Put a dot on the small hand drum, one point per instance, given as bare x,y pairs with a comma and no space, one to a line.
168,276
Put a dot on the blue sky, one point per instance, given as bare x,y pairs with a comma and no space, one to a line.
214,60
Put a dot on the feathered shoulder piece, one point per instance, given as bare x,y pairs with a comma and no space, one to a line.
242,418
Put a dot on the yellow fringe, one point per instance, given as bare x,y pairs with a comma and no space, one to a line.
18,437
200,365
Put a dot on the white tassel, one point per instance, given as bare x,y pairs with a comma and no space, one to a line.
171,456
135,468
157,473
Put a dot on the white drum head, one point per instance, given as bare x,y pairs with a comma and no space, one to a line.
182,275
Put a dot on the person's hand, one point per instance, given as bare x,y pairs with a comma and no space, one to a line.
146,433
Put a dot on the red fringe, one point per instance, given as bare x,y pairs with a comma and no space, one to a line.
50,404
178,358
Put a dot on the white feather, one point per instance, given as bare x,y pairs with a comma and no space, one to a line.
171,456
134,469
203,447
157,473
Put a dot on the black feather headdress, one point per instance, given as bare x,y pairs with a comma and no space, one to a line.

...

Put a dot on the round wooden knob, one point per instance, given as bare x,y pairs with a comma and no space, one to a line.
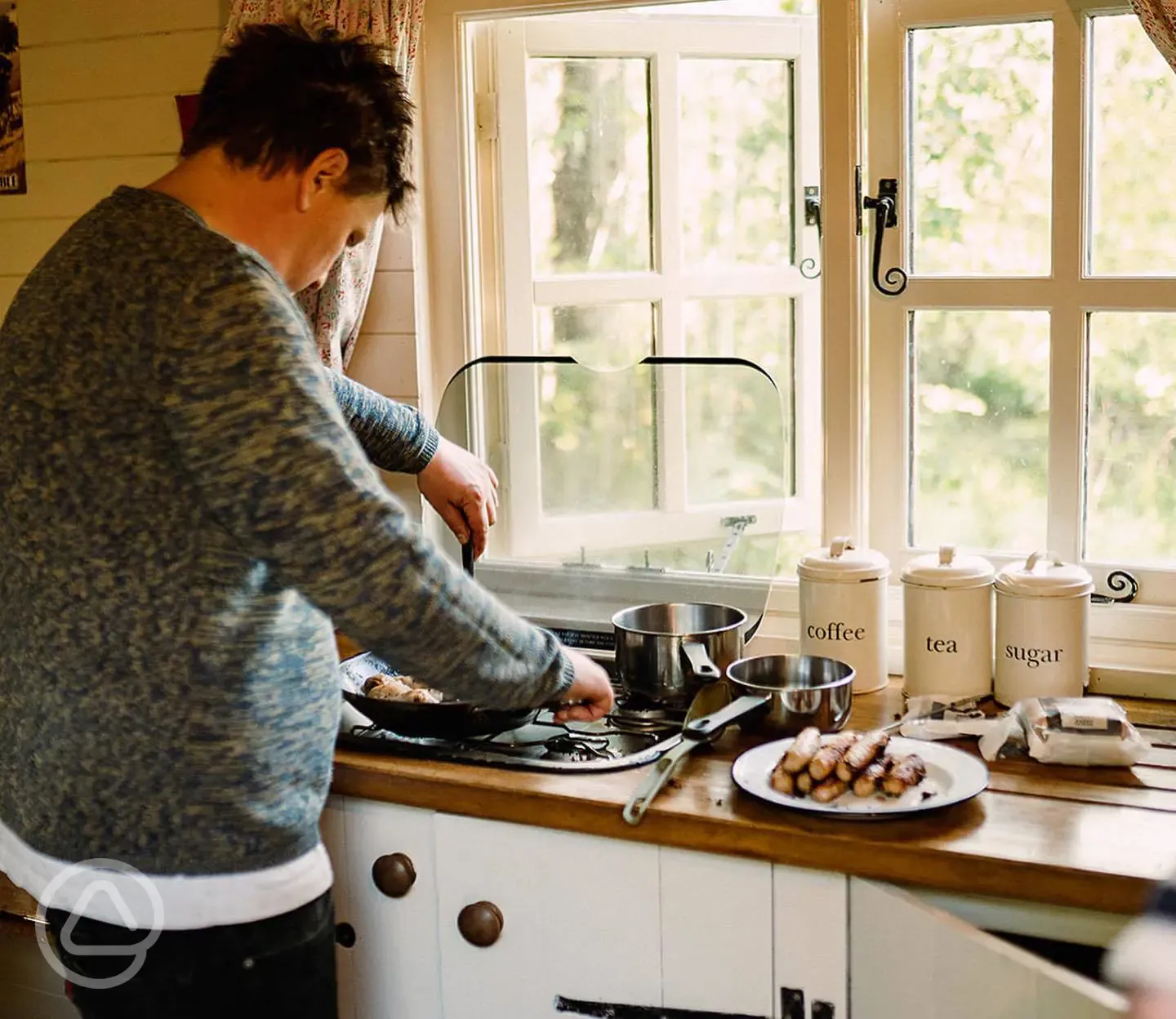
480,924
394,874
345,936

— Your instructions —
List each line of the material above that contains the word "pairs", copying every such line in full.

— Solution for this task —
Put a dot on the small hand drum, one point per instance, given as bare x,y pairs with a comma and no space, one to a line.
Put a dot on the blue sky, one point per instance, given as bare x,y pairs with a comma and no space, one to a line.
Put a dot on the feathered shoulder piece, one point per instance, given as bare x,y pairs with a comma and no space, one to a line.
Put a dot on the yellow fringe, one point per instance, given as bare x,y pairs with a comma and no space, one to a line.
Put a dot on the white tassel, one point per instance, given as bare x,y pairs with a comma and no space, one to a line.
Put a dot on the white drum head, one point per instance, given as bare x,y pairs with a comma and no space, one to a line.
Put a dot on the person's hand, one point per instance, given as bare x,y pairs with a comma and no space, one to a line.
Put a dot on the red fringe, one point per instance, given as bare x,y pairs with a comma and no space, one to a line.
Put a dot on the white feather, one point per instance, given as bare x,y pairs with a comma and no space, one to a line.
Put a dot on the black feather headdress, one point per instance, given as bare x,y pairs with a comma and no space, one to a line.
Put a dot on the round wooden knob, one point per instance, given as bare x,y pairs with a comma and no space, one to a line.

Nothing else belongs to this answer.